#### Consigne 1:
Dites si chacune de ces phrases s'accorde avec l'article sur le démarchage : (a) le consommateur a 14 jours pour se rétracter ; (b) la directive sur les droits des consommateurs date de 2015 ; (c) cette directive n'a pas été transposée en droit français. Répondez par oui ou non, en citant chaque fois les mots de l'article qui tranchent.
#### Consigne 2:
Traduisez en anglais cette phrase de l'article sur le démarchage : « Omettre cette information, c'est donner la possibilité au client de se rétracter passé l'exécution du contrat, sans avoir à régler la prestation. »
#### Consigne 3:
Poursuivez l'article sur le démarchage à partir de sa dernière phrase.

---------- Texte du document ----------

Newsletter

Vie des affaires

Démarchage

Démarchage : le client non informé de son droit de rétractation peut se défaire du contrat sans payer les services fournis

En cas de démarchage, le professionnel a l'obligation d'informer le client sur son droit de rétractation. Omettre cette information, c'est donner la possibilité au client de se rétracter passé l'exécution du contrat, sans avoir à régler la prestation.

Démarcher un client en omettant de l'informer de son droit de rétraction...

Un droit européen de rétractation en cas de démarchage

À l'occasion d'un renvoi préjudiciel, la Cour de justice de l'Union Européenne (CJUE) vient de préciser les contours de l'obligation pour un professionnel, dans le cadre d'un démarchage, d'informer le consommateur sur son droit de rétraction et les conséquences engendrées par son omission.

Cette obligation découle, rappelons-le, de la directive 2011/83 UE du 25 octobre 2011 relative aux droits des consommateurs, qui a été transposée en droit français. Ainsi, en cas de démarchage, le consommateur bénéficie d'un délai de rétractation de 14 jours à compter de la conclusion du contrat, pour les contrats de prestations de services, ou de la réception du bien (c. consom. L. 221-5, L. 221-9 et L. 221-18).

---------- Lignes de données ----------

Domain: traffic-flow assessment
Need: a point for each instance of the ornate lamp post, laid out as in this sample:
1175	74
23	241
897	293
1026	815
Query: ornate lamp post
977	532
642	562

----------
---------- Lignes de données ----------

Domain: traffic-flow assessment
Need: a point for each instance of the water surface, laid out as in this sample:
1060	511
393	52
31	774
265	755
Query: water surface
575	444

----------

#### Réponse attendue 1:
(a) Oui : « le consommateur bénéficie d'un délai de rétractation de 14 jours »
(b) Non : « la directive 2011/83 UE du 25 octobre 2011 »
(c) Non : « qui a été transposée en droit français »

#### Réponse attendue 2:
Omitting this information gives the client the possibility of withdrawing after the contract has been performed, without having to pay for the service.

#### Réponse attendue 3:
À noter. Le renvoi préjudiciel permet aux juridictions des États membres, dans le cadre d’un litige dont elles sont saisies, d’interroger la CJUE sur l’interprétation du droit de l’Union européenne. La décision de la CJUE lie, de la même manière, les autres juridictions nationales qui seraient saisies d’un problème similaire.

Un client démarché se rétracte après l'exécution du contrat, sans payer

La problématique exposée devant la Cour était la suivante :

À la suite d'un démarchage, un client et une entreprise concluent oralement un contrat portant sur la rénovation de l'installation électrique d'une maison, sans que l'entreprise n'informe le client de son droit de rétractation. L'entreprise exécute la prestation et présente la facture au client, qui refuse de payer. Le client se rétracte, quelques jours plus tard, du contrat. Le litige est alors porté devant les juges, qui saisissent la CJUE.

La question posée à la Cour était de savoir si, du fait de l'absence d'information sur le droit de rétractation, le client était exonéré de toute obligation de payer les prestations fournies par l'entreprise en exécution du contrat.

... l'exonère de payer les prestations exécutées durant le délai de rétractation

L'enjeu financier derrière l'obligation d'informer sur le droit de rétractation

Pour mémoire, lorsque les informations relatives au droit de rétractation n'ont pas été fournies au client pendant le démarchage, le délai de rétractation est prolongé de 12 mois à compter de l'expiration du délai de rétractation initial de 14 jours (c. consom. art. L. 221-20). En pratique, le client peut alors se rétracter pendant 1 an et 14 jours.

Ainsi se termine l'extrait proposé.